- _Source document_:

####################

Phsychological: Well, without enough language to have it make sense, we don’t have the kids in any kind of counseling, but it’s lined up for when it might be needed. The most interesting thing is their wailing. Right at this moment I’m listening to our oldest son, who will be seven in September, wail uncontrollably. My poor husband is trying to console him. Earlier today, following shots, our little four-year-old boy screamed for an hour. During which time he willingly wandered with us through the Healing Garden at the hospital, taking minor interest in the toads in pond and riding on a toy (screaming the whole time, big fat tears running down his cheeks). The whole ride home in the car, and halfway into lunch, the screaming continued. And then, it just stopped. Now, as a parent, while your sweet child is wailing with big fat tears rolling down his cheeks, you want to hold them. No can do. The children will have none of it. Twice I have wrapped my arms around him and held him in a basket hold anyway. It was not clear whether this helped or hindered the situation.

####################

(Point location data)
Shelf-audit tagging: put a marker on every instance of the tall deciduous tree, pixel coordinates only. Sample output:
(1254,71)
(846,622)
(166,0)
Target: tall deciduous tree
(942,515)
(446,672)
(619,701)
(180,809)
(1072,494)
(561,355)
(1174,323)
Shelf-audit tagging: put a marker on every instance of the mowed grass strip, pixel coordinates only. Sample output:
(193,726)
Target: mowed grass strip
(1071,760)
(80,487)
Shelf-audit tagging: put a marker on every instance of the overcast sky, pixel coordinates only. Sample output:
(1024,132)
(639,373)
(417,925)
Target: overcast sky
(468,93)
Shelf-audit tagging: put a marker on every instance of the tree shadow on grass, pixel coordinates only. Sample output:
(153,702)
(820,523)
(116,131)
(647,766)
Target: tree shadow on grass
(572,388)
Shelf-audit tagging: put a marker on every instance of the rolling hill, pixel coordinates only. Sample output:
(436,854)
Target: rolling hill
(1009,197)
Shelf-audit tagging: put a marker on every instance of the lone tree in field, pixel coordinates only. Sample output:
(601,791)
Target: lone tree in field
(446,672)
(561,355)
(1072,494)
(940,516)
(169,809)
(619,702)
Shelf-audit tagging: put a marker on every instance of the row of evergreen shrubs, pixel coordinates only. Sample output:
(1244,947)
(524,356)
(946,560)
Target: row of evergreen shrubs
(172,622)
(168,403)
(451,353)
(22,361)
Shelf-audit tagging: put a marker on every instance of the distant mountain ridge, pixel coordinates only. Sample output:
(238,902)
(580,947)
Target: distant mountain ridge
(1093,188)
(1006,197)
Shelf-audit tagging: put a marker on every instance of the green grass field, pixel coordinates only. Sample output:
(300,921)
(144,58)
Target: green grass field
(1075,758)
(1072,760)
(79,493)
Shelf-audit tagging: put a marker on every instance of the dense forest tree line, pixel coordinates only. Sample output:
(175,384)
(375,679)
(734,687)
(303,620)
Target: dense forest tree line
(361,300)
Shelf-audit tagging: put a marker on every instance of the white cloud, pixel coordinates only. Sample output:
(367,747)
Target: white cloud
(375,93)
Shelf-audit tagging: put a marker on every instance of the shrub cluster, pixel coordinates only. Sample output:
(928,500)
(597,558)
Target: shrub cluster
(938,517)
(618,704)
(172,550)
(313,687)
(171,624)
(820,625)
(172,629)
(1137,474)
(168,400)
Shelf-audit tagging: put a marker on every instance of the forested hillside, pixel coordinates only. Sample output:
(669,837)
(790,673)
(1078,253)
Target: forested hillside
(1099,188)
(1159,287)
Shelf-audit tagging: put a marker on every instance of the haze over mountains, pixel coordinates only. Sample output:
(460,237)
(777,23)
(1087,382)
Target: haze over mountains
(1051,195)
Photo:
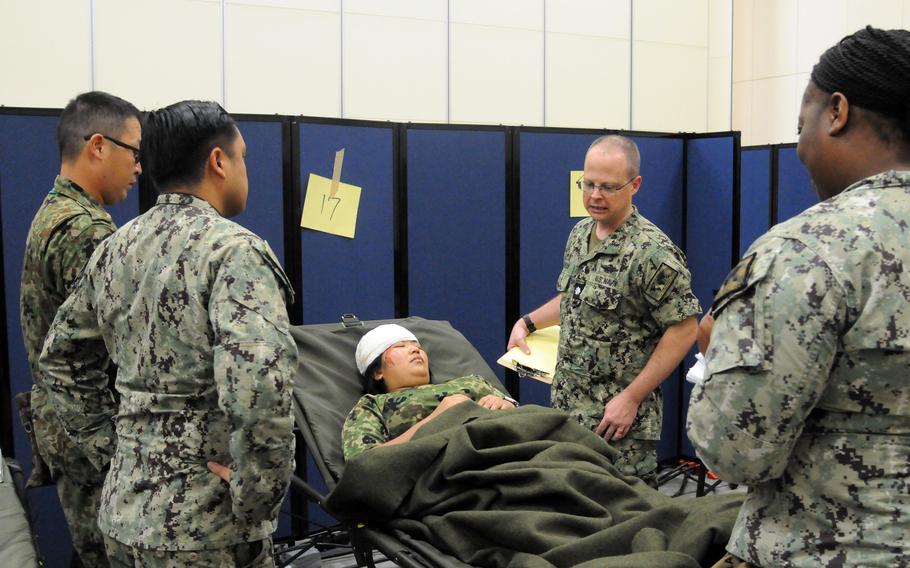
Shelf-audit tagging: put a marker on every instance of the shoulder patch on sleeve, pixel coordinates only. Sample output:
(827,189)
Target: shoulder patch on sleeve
(737,280)
(661,282)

####################

- _Description of the task_: In the passage above about the children's wailing, how old will the oldest son be in September?

- _Finished exercise_: Seven.